**TASK OBJECTIVE**
Reproduce the entries between the line holding "Reviewer note: confirm that each instance of the bare" and the line holding "269), (262, 219)]", inclusive, swapping "bare tree" for "leafless tree" and leaving everything else unchanged.

**ENTRIES SUPPLIED**
━━━
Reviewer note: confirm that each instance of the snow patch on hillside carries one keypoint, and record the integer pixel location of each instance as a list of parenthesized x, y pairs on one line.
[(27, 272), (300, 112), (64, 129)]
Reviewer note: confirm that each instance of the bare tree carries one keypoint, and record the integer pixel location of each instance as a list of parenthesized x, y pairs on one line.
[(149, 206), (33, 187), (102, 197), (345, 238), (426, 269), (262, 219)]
━━━
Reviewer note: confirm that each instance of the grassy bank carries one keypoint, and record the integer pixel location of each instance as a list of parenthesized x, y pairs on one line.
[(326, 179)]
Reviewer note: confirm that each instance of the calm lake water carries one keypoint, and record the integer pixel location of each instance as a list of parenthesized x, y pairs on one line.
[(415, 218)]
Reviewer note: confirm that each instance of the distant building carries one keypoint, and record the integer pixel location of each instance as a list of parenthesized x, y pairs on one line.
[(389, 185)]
━━━
**RESPONSE TO THIS TASK**
Reviewer note: confirm that each instance of the leafless tree carries one keypoint, and record the integer pixel location of each instance as a list of parenthesized x, y pairs on one line.
[(149, 206), (33, 187), (102, 197), (345, 238), (426, 269), (262, 219)]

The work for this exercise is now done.